▸ Given information
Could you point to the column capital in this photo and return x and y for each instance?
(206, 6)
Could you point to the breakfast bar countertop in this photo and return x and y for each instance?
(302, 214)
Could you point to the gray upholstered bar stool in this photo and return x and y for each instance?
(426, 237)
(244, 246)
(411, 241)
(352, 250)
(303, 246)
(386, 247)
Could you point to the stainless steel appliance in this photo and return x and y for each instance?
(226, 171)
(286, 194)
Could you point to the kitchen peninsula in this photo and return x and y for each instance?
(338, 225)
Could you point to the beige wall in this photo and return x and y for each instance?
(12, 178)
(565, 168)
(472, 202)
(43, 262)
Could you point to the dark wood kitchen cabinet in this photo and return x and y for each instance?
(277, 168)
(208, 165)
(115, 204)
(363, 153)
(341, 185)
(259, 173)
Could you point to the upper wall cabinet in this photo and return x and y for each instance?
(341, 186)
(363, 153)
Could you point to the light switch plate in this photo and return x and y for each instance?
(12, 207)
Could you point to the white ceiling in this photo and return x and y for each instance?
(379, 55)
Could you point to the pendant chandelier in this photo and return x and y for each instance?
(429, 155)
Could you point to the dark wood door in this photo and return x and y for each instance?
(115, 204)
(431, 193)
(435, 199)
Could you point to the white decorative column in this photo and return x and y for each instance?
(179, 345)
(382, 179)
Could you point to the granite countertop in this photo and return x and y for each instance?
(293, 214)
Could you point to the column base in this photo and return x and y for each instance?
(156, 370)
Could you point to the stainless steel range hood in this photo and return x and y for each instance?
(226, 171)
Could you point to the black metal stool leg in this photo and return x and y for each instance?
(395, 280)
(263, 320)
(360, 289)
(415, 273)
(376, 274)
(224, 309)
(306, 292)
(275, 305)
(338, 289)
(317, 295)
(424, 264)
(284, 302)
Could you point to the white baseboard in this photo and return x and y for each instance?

▸ The task
Starting with the line that contains "Could you point to the dark wood door" and going on through the last line of the listing above, write those lines out again with the requests included. Scale every answer coordinate by 0.55 and round each one to a whole number, with halves rounded up. Give only those lines.

▸ The response
Could you point to the dark wood door in this photo and return x and y for each instance?
(63, 112)
(237, 106)
(239, 109)
Could you point to the white decorative column in this photo and return x and y for each instance?
(98, 190)
(210, 98)
Could you point to the granite countertop in this photo and return x and y for each instance?
(161, 118)
Could you point to the column base in this photo and return x and y for each instance?
(86, 204)
Could you point to the stainless steel range hood in this photo and return x and y for each instance?
(124, 94)
Could you point to the black metal stool leg in this photo and return x and y for each instance?
(217, 154)
(145, 176)
(198, 159)
(228, 150)
(207, 151)
(123, 170)
(168, 161)
(151, 168)
(186, 159)
(174, 162)
(233, 145)
(156, 166)
Could you point to the white baseboard in this photo and return x and y for each instance?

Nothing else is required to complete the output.